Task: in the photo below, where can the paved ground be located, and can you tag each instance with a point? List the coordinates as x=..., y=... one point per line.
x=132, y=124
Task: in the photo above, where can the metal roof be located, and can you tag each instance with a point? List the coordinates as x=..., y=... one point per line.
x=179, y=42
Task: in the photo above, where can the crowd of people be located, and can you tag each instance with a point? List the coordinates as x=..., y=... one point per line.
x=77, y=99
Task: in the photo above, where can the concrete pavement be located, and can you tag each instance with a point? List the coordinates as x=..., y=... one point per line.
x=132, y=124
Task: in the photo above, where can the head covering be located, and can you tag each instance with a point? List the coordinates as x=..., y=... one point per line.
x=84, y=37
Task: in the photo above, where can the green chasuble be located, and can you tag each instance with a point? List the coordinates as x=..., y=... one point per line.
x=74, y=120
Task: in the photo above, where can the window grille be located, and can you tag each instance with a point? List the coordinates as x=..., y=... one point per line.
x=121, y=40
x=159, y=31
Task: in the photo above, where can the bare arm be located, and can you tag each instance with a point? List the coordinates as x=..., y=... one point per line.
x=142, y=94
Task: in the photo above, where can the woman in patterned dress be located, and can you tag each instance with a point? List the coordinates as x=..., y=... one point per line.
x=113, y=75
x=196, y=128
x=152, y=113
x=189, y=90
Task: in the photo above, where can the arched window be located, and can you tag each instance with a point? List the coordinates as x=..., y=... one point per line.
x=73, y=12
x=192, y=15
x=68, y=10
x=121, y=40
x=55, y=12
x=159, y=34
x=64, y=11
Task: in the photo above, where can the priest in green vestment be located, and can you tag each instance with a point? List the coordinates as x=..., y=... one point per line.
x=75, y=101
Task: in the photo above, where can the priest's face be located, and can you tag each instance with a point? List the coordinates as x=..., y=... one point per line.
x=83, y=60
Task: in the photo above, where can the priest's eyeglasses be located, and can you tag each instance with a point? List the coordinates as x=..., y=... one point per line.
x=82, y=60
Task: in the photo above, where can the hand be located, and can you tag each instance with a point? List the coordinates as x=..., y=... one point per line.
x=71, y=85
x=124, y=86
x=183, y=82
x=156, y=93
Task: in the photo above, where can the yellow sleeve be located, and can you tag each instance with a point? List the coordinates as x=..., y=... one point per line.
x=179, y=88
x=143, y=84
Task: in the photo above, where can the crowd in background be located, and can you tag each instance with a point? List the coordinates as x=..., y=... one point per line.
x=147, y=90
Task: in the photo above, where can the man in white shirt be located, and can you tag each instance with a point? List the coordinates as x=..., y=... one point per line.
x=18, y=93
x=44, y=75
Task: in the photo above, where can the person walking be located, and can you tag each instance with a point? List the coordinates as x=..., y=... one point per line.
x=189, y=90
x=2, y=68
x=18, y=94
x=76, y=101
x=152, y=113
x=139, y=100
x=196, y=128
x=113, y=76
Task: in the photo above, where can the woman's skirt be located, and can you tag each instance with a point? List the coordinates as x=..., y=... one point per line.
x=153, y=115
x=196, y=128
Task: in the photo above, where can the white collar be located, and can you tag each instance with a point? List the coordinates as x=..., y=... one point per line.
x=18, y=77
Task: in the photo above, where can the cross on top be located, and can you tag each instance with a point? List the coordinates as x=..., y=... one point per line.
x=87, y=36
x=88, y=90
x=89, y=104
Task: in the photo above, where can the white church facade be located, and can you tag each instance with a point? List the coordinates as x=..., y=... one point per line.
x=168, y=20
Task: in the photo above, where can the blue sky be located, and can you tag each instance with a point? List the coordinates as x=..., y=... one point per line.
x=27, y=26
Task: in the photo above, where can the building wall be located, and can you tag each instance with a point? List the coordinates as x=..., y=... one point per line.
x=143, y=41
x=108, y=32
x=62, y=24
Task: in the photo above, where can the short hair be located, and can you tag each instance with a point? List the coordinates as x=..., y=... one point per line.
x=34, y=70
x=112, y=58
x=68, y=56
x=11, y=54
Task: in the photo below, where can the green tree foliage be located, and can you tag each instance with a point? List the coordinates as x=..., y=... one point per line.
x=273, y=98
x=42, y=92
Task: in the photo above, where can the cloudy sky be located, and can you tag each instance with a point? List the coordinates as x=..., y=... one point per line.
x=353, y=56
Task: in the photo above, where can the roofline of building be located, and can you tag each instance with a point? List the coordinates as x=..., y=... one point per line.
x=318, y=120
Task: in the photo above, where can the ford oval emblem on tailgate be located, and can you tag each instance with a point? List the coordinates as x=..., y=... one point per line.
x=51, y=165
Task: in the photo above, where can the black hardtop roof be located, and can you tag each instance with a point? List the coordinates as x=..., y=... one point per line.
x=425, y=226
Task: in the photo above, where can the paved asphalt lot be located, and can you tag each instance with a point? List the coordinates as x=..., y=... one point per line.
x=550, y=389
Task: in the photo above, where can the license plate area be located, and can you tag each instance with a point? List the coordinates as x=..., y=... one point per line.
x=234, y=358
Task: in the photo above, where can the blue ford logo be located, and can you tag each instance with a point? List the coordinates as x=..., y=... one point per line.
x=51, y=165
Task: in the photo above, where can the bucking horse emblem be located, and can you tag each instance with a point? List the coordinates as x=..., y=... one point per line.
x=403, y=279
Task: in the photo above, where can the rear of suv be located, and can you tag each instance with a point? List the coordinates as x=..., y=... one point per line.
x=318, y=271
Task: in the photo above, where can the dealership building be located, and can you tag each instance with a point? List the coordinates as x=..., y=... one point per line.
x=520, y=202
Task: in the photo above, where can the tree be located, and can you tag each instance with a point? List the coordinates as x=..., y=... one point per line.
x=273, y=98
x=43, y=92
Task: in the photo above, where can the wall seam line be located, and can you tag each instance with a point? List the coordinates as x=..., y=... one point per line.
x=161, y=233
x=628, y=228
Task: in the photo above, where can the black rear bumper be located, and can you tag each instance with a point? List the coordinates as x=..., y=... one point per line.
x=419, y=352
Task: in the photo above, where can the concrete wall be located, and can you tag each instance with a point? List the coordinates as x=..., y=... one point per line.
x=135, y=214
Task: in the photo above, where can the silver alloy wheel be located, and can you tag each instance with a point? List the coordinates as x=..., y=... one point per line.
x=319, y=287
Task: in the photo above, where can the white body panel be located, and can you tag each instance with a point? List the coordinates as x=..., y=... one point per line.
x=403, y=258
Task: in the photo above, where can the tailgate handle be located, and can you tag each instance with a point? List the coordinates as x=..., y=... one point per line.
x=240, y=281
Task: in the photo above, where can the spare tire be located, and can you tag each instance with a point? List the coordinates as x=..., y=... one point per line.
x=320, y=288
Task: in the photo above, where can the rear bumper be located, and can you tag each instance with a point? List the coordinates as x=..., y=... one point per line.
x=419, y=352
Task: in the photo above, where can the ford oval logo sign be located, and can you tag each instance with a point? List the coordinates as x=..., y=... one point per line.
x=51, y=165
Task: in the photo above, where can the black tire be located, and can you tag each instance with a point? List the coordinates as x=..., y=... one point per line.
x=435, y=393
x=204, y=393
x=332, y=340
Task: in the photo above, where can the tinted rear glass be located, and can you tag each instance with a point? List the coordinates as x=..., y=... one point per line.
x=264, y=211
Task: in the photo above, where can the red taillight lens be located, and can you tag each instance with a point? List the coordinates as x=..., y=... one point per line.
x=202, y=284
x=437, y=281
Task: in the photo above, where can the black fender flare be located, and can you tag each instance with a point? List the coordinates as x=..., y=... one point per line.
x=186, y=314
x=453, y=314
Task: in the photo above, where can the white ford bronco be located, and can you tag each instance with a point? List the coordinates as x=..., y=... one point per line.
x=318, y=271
..........
* [REQUIRED TASK]:
Format all of the material above as a numbered list, one line per item, omitting any blank lines.

* [ANSWER BELOW]:
1. Task: in the photo below, where can the paved ground be located, and can you tag each instance with a point? List the coordinates as x=..., y=... one point per line.
2. x=132, y=124
3. Task: in the photo above, where can the metal roof be located, and can you tag each instance with a point? List the coordinates as x=..., y=... one point per line.
4. x=179, y=42
5. Task: in the photo above, where can the crowd of people be located, and can you tag each instance with a point? List the coordinates as x=..., y=... one point per line.
6. x=77, y=99
7. Task: in the photo above, where can the concrete pavement be located, and can you tag each instance with a point? List the coordinates as x=..., y=... one point per line.
8. x=132, y=124
9. Task: in the photo above, where can the head covering be located, and can you tag each instance with a point? List the coordinates as x=..., y=... one point per line.
10. x=84, y=37
11. Task: in the photo above, where can the green chasuble be located, and can you tag each instance with a point? List the coordinates as x=..., y=... one point per line.
12. x=74, y=120
13. Task: in the photo above, where can the window grille be located, and can you tag each instance with a point? List the coordinates as x=..., y=... one point per line.
14. x=121, y=40
15. x=159, y=31
16. Task: in the photo above, where can the bare arm be located, and can you tag each instance with a point? List the coordinates as x=..., y=... one point per line.
17. x=142, y=94
18. Task: in the photo above, where can the woman in patterned dress be located, and can you tag each instance with a point? List the coordinates as x=..., y=... one point per line.
19. x=113, y=75
20. x=196, y=128
21. x=152, y=113
22. x=189, y=90
23. Task: in the photo above, where can the arched window be located, and can you tag each instance with a point? List the coordinates as x=..., y=... one point per line.
24. x=73, y=12
25. x=192, y=15
26. x=68, y=10
27. x=121, y=40
28. x=55, y=12
29. x=159, y=34
30. x=64, y=11
31. Task: in the photo above, where can the priest in green vestment be located, and can you tag each instance with a point? List the coordinates as x=..., y=... one point per line.
32. x=75, y=101
33. Task: in the photo above, where can the priest's face be located, and can you tag each instance with a point? List the coordinates as x=..., y=... one point per line.
34. x=83, y=60
35. Task: in the photo above, where can the priest's eyeglasses be located, and can you tag each instance with a point? List the coordinates as x=..., y=... one point per line.
36. x=82, y=60
37. Task: in the photo above, where can the hand be located, and can you tag each instance with a point? List the coordinates as x=..., y=... one point per line.
38. x=71, y=85
39. x=124, y=86
40. x=183, y=82
41. x=156, y=93
42. Task: in the photo above, where can the yellow sleeve be located, and can you tag each instance with a point? List the coordinates as x=..., y=... one point per line.
43. x=179, y=88
44. x=143, y=84
45. Task: in the photo above, where can the crowd in background be located, and can you tag each instance with a point? List the coordinates as x=..., y=... one point per line.
46. x=147, y=90
47. Task: in the photo above, where can the man in white shirt be located, and can you tag each instance with a point? List the coordinates as x=..., y=... one point per line.
48. x=18, y=93
49. x=44, y=75
50. Task: in the photo above, where can the person walking be located, and can you tag each instance with a point? List the coordinates as x=..., y=... one point per line.
51. x=189, y=90
52. x=2, y=68
53. x=18, y=94
54. x=76, y=101
55. x=152, y=113
56. x=139, y=100
57. x=196, y=128
58. x=113, y=76
59. Task: in the photo above, where can the woman's skirt be located, and can you tag each instance with a point? List the coordinates as x=..., y=... one point per line.
60. x=153, y=115
61. x=196, y=128
62. Task: in the photo above, where can the white collar be located, and can you tag each instance with a point? List the coordinates as x=..., y=... one point per line.
63. x=18, y=77
64. Task: in the photo above, where can the cross on top be located, and can you tag each instance with a point? List the coordinates as x=..., y=... one point per line.
65. x=87, y=36
66. x=88, y=90
67. x=89, y=104
68. Task: in the photo above, where can the white church facade be located, and can you tag each instance with a point? List the coordinates as x=..., y=... one point per line.
69. x=168, y=20
70. Task: in the photo above, where can the blue sky be located, and can you tag each instance with a point? List the coordinates as x=..., y=... one point per line.
71. x=27, y=26
72. Task: in the photo above, where can the building wall be located, and can you tag each instance with a point? List the coordinates as x=..., y=... one point per line.
73. x=143, y=41
74. x=108, y=32
75. x=62, y=24
76. Task: in the photo above, where can the short hair be located, and can you tag each instance with a point? List the coordinates as x=..., y=... one point per line.
77. x=34, y=70
78. x=112, y=58
79. x=68, y=56
80. x=11, y=54
81. Task: in the photo below, where can the green tree foliage be located, and can you tag each instance with a point? List the coordinates as x=..., y=... one point per line.
82. x=273, y=98
83. x=42, y=92
84. Task: in the photo above, where can the cloudy sky be located, and can you tag each instance with a point? List the coordinates as x=..., y=... one point per line.
85. x=353, y=56
86. Task: in the photo above, where can the roofline of building be located, and can you tag each instance with a point? List the coordinates as x=..., y=... one point per line.
87. x=318, y=120
88. Task: in the photo above, where can the ford oval emblem on tailgate be located, and can you tag each instance with a point? List the coordinates as x=..., y=... one point per line.
89. x=51, y=165
90. Task: in the photo above, where can the black hardtop roof be located, and can you tag each instance with a point? List the coordinates as x=..., y=... one point per line.
91. x=425, y=226
92. Task: in the photo above, where can the paved asphalt lot be located, and can you tag each instance with a point? List the coordinates as x=..., y=... one point per line.
93. x=550, y=389
94. Task: in the photo above, where can the license plate area be located, and can you tag each instance with a point? List the coordinates as x=..., y=... one point per line.
95. x=234, y=358
96. Task: in the photo above, where can the blue ford logo be located, and can you tag each instance with a point? List the coordinates as x=..., y=... one point per line.
97. x=51, y=165
98. Task: in the photo above, where can the bucking horse emblem be located, and can you tag each instance with a point? List the coordinates as x=..., y=... one point per line.
99. x=403, y=279
100. Task: in the photo above, where can the rear of suv be located, and can you tag each instance with a point? List the coordinates as x=..., y=... one point per line.
101. x=318, y=271
102. Task: in the photo above, where can the dealership building be located, and can you tag each instance with a point? List the coordinates as x=..., y=... one point per line.
103. x=520, y=202
104. Task: in the photo above, where can the tree be located, and can you tag each instance with a point? List the coordinates as x=..., y=... one point per line.
105. x=273, y=98
106. x=43, y=92
107. Task: in the photo above, where can the wall seam line be located, and can you tag each instance with a point? List the coordinates as x=..., y=... one point per line.
108. x=161, y=233
109. x=628, y=228
110. Task: in the photo above, where can the black rear bumper be located, and can you tag each instance with a point? List the coordinates as x=..., y=... one point per line.
111. x=419, y=352
112. Task: in the photo above, where can the concrete wall be located, and can you tag each instance with a point? List the coordinates as x=..., y=... one point per line.
113. x=135, y=214
114. Task: in the photo above, where can the silver alloy wheel be located, and can you tag each instance with a point? List the coordinates as x=..., y=... one point per line.
115. x=319, y=287
116. Task: in the photo above, where can the white body panel be located, and can you tag each instance with a point? List the coordinates as x=..., y=... one point per line.
117. x=403, y=258
118. Task: in the photo above, where can the tailgate handle be located, and can you tag each instance with a point? List the coordinates as x=..., y=... one point per line.
119. x=240, y=281
120. Task: in the photo above, where can the spare tire be located, and can you tag each instance with a point? List the coordinates as x=..., y=... one point per line.
121. x=320, y=288
122. Task: in the photo above, where can the rear bumper be located, and can you tag each instance with a point? List the coordinates as x=..., y=... one point per line.
123. x=419, y=352
124. Task: in the photo above, where can the ford oval logo sign be located, and can you tag each instance with a point? List the coordinates as x=..., y=... one point per line.
125. x=51, y=165
126. Task: in the photo above, where can the black tire be located, and can you tag each instance with a point? List the coordinates as x=..., y=... one point per line.
127. x=435, y=393
128. x=204, y=393
129. x=332, y=340
130. Task: in the photo above, where can the tinted rear glass be located, and can you tag each instance with a point? List the coordinates as x=..., y=... one point per line.
131. x=264, y=211
132. Task: in the photo above, where can the red taillight lens be located, and can you tag each instance with a point? List the coordinates as x=..., y=... one point per line.
133. x=202, y=284
134. x=437, y=281
135. Task: in the photo above, where can the black fender flare be located, and can you tag each instance with a point? List the coordinates as x=..., y=... one point per line.
136. x=186, y=314
137. x=453, y=314
138. Task: in the photo above, where can the white ford bronco be located, and can you tag each instance with a point? List the coordinates as x=..., y=... one point per line.
139. x=318, y=271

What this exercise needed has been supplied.